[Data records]
** Start **

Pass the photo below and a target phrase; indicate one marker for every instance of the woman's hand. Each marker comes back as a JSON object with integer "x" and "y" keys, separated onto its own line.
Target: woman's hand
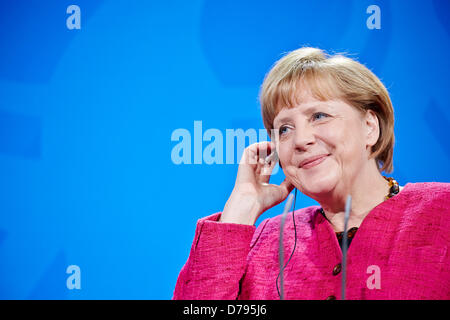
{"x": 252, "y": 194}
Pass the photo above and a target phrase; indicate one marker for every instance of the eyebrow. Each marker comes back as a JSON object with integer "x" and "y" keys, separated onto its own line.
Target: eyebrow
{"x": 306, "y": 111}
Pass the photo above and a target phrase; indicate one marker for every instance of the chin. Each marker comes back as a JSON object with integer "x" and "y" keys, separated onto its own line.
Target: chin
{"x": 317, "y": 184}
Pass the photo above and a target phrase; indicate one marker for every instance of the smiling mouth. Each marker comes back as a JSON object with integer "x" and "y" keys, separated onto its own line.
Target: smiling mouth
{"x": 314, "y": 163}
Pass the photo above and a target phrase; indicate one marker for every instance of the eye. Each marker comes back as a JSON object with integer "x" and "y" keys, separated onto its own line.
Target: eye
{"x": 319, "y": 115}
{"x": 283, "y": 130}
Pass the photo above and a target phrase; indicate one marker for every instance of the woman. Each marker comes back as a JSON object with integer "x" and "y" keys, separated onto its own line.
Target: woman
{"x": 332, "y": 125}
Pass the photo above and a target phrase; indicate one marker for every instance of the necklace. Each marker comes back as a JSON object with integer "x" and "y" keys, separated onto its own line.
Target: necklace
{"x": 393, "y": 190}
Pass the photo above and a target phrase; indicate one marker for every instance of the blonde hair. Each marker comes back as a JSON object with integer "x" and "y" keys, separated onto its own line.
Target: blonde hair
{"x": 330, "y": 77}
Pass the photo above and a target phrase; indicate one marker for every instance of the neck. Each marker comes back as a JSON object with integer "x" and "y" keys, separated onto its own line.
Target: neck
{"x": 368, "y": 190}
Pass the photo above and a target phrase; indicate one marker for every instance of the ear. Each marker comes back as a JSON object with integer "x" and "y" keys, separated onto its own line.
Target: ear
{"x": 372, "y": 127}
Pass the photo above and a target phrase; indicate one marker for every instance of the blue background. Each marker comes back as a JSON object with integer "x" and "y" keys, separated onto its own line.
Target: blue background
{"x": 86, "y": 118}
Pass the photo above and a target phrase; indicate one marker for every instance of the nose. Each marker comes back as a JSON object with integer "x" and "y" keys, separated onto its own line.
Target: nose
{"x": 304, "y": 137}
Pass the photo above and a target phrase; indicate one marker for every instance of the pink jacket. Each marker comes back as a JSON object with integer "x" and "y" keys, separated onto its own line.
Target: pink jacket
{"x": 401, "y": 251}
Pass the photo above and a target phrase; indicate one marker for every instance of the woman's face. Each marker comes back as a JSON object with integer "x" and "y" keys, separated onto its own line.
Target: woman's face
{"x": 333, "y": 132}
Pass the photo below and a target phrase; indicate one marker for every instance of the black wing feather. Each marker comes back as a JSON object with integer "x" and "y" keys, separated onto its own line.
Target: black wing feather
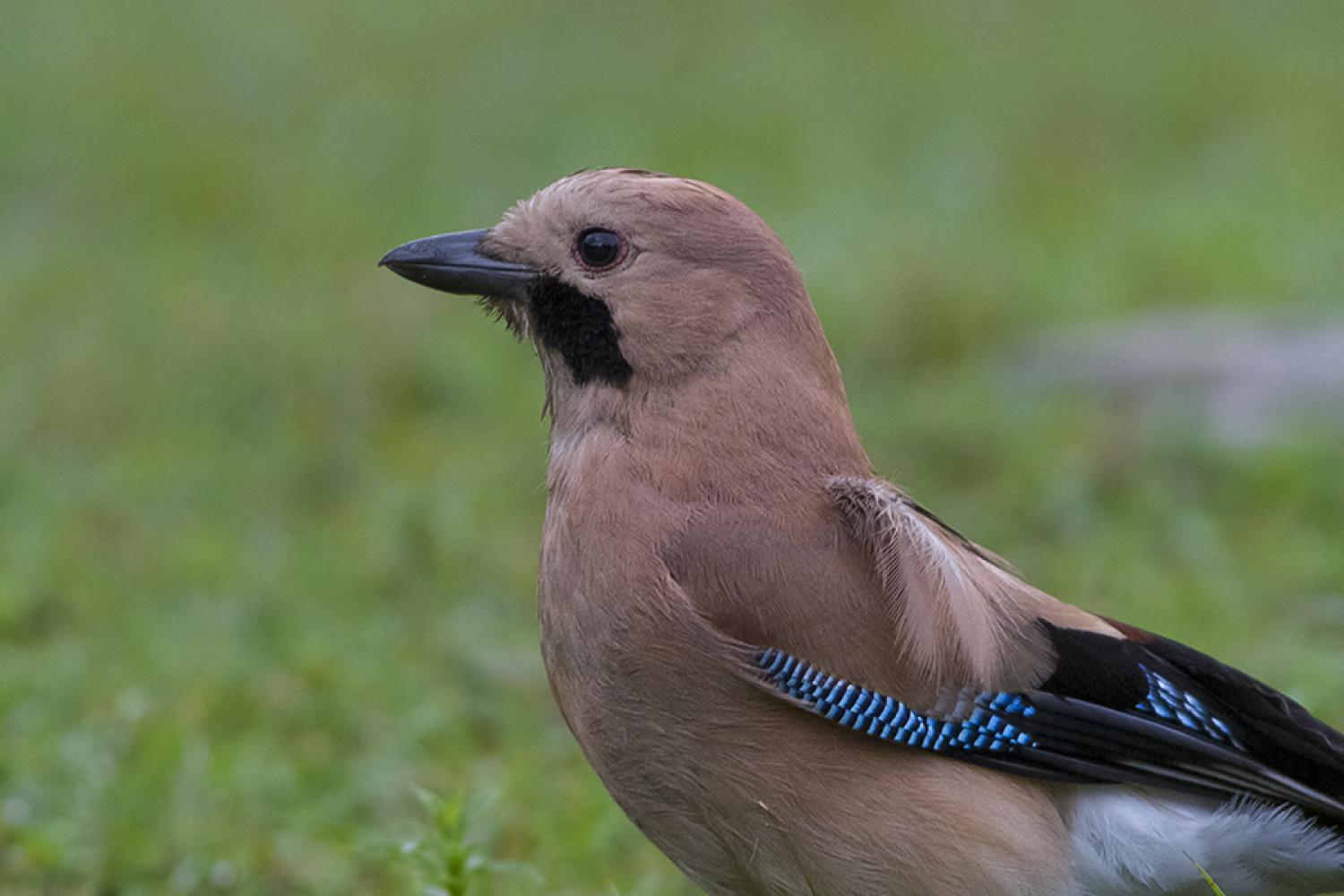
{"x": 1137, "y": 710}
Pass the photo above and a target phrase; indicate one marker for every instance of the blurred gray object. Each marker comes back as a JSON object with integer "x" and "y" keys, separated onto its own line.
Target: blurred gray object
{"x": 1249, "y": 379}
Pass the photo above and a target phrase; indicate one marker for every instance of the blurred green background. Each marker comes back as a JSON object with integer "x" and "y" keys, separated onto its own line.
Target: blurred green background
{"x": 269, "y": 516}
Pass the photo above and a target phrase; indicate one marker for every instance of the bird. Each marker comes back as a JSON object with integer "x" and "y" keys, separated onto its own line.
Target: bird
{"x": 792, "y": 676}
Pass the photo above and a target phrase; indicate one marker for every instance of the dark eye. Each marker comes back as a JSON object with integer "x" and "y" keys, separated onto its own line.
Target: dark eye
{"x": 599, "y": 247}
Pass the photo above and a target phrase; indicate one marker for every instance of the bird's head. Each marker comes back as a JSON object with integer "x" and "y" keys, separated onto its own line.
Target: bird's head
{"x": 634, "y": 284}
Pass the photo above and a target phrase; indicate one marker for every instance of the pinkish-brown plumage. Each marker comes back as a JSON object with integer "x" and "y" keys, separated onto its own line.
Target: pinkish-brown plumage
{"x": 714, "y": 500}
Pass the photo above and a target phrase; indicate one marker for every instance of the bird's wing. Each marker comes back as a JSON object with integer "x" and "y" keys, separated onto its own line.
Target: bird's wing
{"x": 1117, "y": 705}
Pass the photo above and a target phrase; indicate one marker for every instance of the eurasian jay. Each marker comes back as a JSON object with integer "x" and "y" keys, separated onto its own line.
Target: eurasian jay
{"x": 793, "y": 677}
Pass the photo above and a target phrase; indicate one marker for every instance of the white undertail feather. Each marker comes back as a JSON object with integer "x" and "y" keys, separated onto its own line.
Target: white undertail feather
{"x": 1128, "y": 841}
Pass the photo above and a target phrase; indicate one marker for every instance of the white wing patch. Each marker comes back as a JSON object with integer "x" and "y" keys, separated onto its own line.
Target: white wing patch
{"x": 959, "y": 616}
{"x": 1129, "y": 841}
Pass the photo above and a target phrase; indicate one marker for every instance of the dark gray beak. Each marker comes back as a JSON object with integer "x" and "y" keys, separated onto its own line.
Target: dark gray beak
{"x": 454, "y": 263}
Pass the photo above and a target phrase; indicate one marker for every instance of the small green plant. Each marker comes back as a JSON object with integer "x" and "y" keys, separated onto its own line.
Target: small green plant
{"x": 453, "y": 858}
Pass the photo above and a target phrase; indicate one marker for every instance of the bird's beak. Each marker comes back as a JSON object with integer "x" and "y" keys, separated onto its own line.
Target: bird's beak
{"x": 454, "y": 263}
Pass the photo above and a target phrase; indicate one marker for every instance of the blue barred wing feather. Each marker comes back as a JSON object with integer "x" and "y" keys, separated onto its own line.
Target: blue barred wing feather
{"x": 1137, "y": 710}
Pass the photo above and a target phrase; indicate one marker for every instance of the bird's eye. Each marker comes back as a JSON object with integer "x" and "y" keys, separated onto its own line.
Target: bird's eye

** End **

**Task requirements:** Starting at the line that contains "the dark gray", write out every line to the end of the entries, exactly as given.

**Exercise response:**
Pass the photo above and a target phrase; indicate one marker for every instance of the dark gray beak. Each marker comes back as a JSON object with integer "x" and "y" keys, separated onto its own line.
Target: dark gray beak
{"x": 454, "y": 263}
Pass the photo above and a target phrase; indicate one marker for every instance of the small green plant. Each marker comes back as a JSON object with integer "x" and "y" keys, separated onto its own line.
Target: small green plant
{"x": 453, "y": 858}
Pass the photo above and a target phrase; indicate one marker for every instance of the bird's beak. Each marker comes back as a JSON object with integer "x" and "y" keys, separated onto its own line.
Target: bird's beak
{"x": 454, "y": 263}
Pass the photo above and a target phrase; indicate one marker for every instance of the blue barred wing feather. Each marker comes back as a JSON object with integer "x" and "y" keys, separated onto its own line.
Target: blue barred wing feather
{"x": 1137, "y": 710}
Pass the photo above and a target phrase; indicate one marker for every instance of the bird's eye. Each marker comes back as a JSON object with integer "x" and "y" keys, separated onto its own line.
Target: bird's eye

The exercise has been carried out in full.